◆ **SECTION TEXTE**
_ _ _ _
Je m’attache à promouvoir et à développer les softs compétences : ce sont ces compétences qui vont permettre d’entamer un dialogue avec les autres, de trouver des solutions, de voir un peu plus loin que sa machine, que le produit… Entreprise libérée, ateliers de créativité, prise de décision, co-développement, outils d’intelligence collective, PNL, systémie… J’utilise des méthodes pour pousser à aller plus loin sans me substituer à eux. Il leur revient de choisir et de créer ce qui leur convient. C’est du coup une approche au cas par cas… Oui, je ne vise que de l’inédit. J’expérimente sans a priori et sans savoir où on va aller dans les détails. Il y a énormément d’outils et d’occasions pour faire progresser le bien-être dans le travail, pour attirer des talents et fidéliser ceux qui partagent la culture de l’entre- prise.
_ _ _ _
◆ **Entrées pour l’étiquetage de boîtes englobantes**

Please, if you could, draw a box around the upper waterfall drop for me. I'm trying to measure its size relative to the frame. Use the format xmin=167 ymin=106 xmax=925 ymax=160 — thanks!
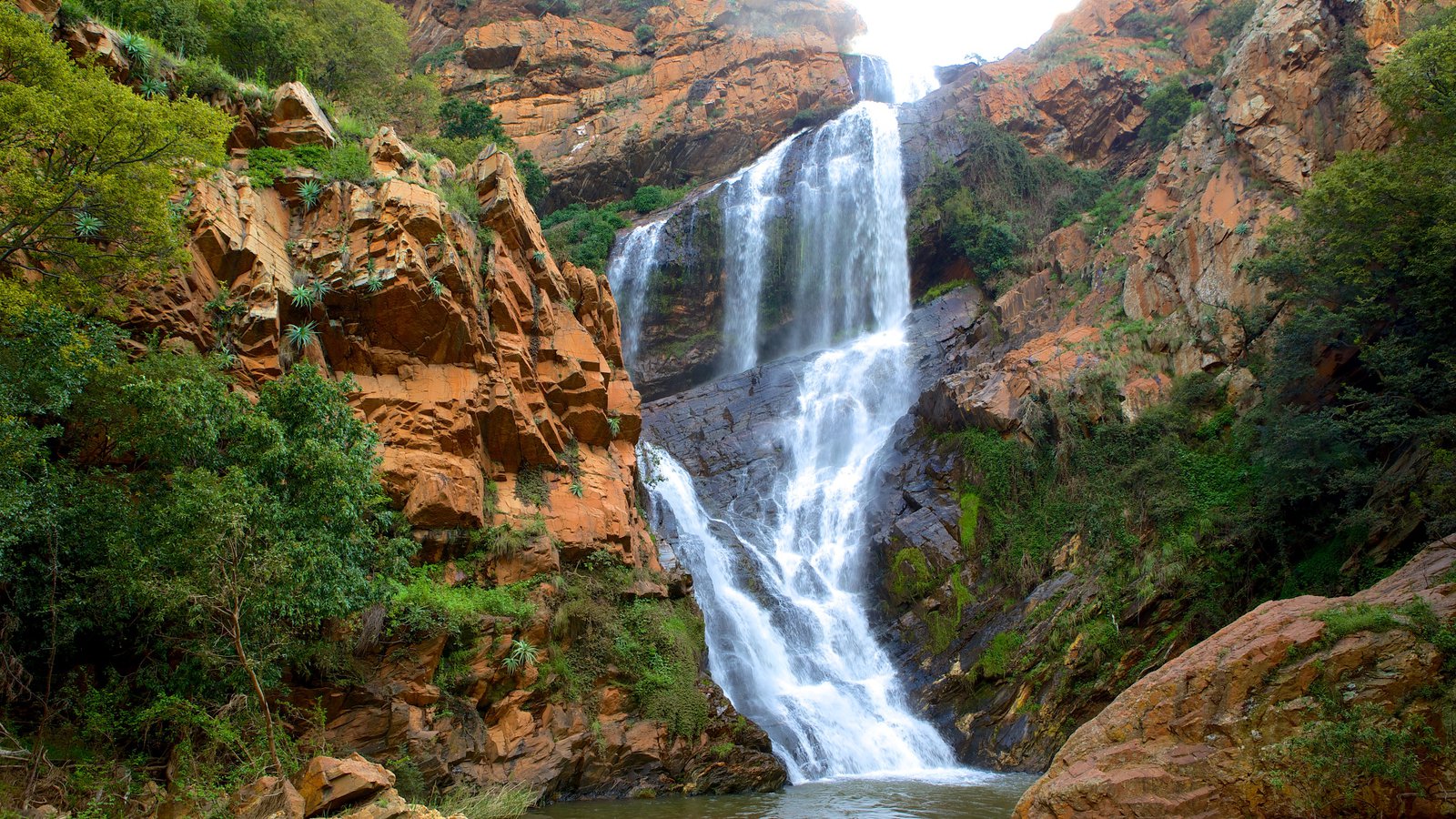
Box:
xmin=613 ymin=102 xmax=977 ymax=783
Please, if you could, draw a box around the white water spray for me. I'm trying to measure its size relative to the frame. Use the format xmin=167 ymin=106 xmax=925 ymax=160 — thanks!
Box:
xmin=607 ymin=221 xmax=665 ymax=366
xmin=614 ymin=104 xmax=976 ymax=783
xmin=723 ymin=136 xmax=798 ymax=373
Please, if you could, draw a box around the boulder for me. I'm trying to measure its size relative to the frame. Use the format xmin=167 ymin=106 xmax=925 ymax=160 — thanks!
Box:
xmin=293 ymin=753 xmax=395 ymax=816
xmin=1016 ymin=536 xmax=1456 ymax=819
xmin=335 ymin=788 xmax=466 ymax=819
xmin=228 ymin=777 xmax=306 ymax=819
xmin=265 ymin=83 xmax=339 ymax=148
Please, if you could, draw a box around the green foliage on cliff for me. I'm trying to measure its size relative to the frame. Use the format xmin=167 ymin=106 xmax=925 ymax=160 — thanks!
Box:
xmin=83 ymin=0 xmax=410 ymax=100
xmin=1138 ymin=77 xmax=1199 ymax=148
xmin=1264 ymin=685 xmax=1449 ymax=816
xmin=0 ymin=5 xmax=230 ymax=309
xmin=248 ymin=143 xmax=374 ymax=188
xmin=890 ymin=547 xmax=941 ymax=601
xmin=1208 ymin=0 xmax=1259 ymax=39
xmin=908 ymin=118 xmax=1107 ymax=289
xmin=541 ymin=203 xmax=631 ymax=272
xmin=0 ymin=281 xmax=413 ymax=809
xmin=937 ymin=14 xmax=1456 ymax=713
xmin=541 ymin=552 xmax=708 ymax=737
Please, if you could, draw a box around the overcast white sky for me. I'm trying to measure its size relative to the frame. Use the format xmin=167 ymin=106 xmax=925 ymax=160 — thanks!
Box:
xmin=850 ymin=0 xmax=1077 ymax=98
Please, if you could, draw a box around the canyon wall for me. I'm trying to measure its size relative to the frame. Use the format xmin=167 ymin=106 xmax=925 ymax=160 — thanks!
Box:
xmin=876 ymin=0 xmax=1450 ymax=771
xmin=402 ymin=0 xmax=862 ymax=207
xmin=113 ymin=75 xmax=784 ymax=795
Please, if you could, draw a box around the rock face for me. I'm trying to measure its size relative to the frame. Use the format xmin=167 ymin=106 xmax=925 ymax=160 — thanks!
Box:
xmin=406 ymin=0 xmax=861 ymax=206
xmin=293 ymin=753 xmax=395 ymax=816
xmin=136 ymin=133 xmax=653 ymax=559
xmin=874 ymin=0 xmax=1456 ymax=771
xmin=1016 ymin=538 xmax=1456 ymax=817
xmin=129 ymin=92 xmax=784 ymax=793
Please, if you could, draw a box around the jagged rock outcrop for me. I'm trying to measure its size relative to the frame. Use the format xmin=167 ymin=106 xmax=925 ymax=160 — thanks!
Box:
xmin=901 ymin=0 xmax=1429 ymax=393
xmin=406 ymin=0 xmax=861 ymax=204
xmin=875 ymin=0 xmax=1450 ymax=771
xmin=129 ymin=79 xmax=784 ymax=793
xmin=1016 ymin=538 xmax=1456 ymax=817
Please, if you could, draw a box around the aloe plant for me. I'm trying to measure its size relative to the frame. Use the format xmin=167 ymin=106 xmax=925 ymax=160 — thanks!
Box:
xmin=76 ymin=211 xmax=105 ymax=239
xmin=505 ymin=640 xmax=536 ymax=673
xmin=121 ymin=34 xmax=151 ymax=68
xmin=282 ymin=322 xmax=318 ymax=349
xmin=288 ymin=284 xmax=318 ymax=310
xmin=298 ymin=179 xmax=323 ymax=210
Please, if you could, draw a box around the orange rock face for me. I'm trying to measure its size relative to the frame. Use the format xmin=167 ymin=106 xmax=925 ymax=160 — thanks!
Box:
xmin=136 ymin=130 xmax=655 ymax=565
xmin=406 ymin=0 xmax=861 ymax=203
xmin=1016 ymin=538 xmax=1456 ymax=817
xmin=903 ymin=0 xmax=1449 ymax=430
xmin=131 ymin=106 xmax=784 ymax=793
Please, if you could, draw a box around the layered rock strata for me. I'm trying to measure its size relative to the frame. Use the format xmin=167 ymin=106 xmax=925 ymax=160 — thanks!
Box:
xmin=1016 ymin=538 xmax=1456 ymax=817
xmin=120 ymin=86 xmax=784 ymax=795
xmin=406 ymin=0 xmax=861 ymax=207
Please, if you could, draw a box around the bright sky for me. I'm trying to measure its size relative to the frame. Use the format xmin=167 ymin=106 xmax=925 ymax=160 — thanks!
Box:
xmin=849 ymin=0 xmax=1077 ymax=100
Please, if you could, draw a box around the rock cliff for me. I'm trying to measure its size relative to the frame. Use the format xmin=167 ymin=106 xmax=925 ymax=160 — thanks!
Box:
xmin=1016 ymin=540 xmax=1456 ymax=817
xmin=113 ymin=75 xmax=784 ymax=794
xmin=876 ymin=0 xmax=1450 ymax=770
xmin=405 ymin=0 xmax=861 ymax=206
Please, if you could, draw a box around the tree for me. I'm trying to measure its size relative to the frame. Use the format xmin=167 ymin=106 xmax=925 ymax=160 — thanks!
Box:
xmin=1376 ymin=17 xmax=1456 ymax=140
xmin=1138 ymin=77 xmax=1197 ymax=148
xmin=83 ymin=354 xmax=410 ymax=768
xmin=440 ymin=99 xmax=511 ymax=145
xmin=0 ymin=5 xmax=230 ymax=311
xmin=301 ymin=0 xmax=410 ymax=102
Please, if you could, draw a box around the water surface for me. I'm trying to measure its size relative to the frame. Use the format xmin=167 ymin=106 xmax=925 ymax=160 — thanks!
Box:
xmin=541 ymin=774 xmax=1036 ymax=819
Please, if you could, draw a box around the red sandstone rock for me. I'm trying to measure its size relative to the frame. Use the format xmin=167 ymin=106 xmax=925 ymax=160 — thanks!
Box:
xmin=294 ymin=753 xmax=395 ymax=816
xmin=228 ymin=777 xmax=306 ymax=819
xmin=1016 ymin=538 xmax=1456 ymax=817
xmin=267 ymin=83 xmax=338 ymax=148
_ _ _ _
◆ **LISTE DES TÂCHES**
- 1) Pour chaque affirmation, dites si elle concorde avec le texte sur les soft skills en répondant oui ou non, puis citez les mots du texte qui le montrent. (a) Les solutions sont choisies à la place des personnes accompagnées. (b) L’approche se fait au cas par cas. (c) On sait à l’avance, dans les détails, où mènera l’expérimentation.
- 2) Poursuivez le texte sur les soft skills à partir de sa dernière phrase.

◆ **RÉPONSES AUX TÂCHES**
- 1)
(a) Non : « J’utilise des méthodes pour pousser à aller plus loin sans me substituer à eux. Il leur revient de choisir et de créer ce qui leur convient. »
(b) Oui : « C’est du coup une approche au cas par cas… »
(c) Non : « J’expérimente sans a priori et sans savoir où on va aller dans les détails. »

- 2)
DERRIÈRE CHAQUE ÉMOTION, UN BESOIN
En France, la gestion des ressources humaines s’appuie avant tout sur l’aspect juridique, «or il n’y a pas d’étanchéité entre la vie professionnelle et personnelle», décrit Myriam Clarino, qui constate que l’économie s’oriente de plus en plus vers le collaboratif, où chaque membre de l’équipe doit travailler en synergie avec les autres. «Ce n’est plus possible de faire du management sans d’abord un regard sur soi ; on ne peut pas se couper de ses émotions», souligne encore la dirigeante de Humanotop qui s’appuie sur son expérience en ressources humaines et en coach d’organisation pour comprendre les mécanismes qui bloquent.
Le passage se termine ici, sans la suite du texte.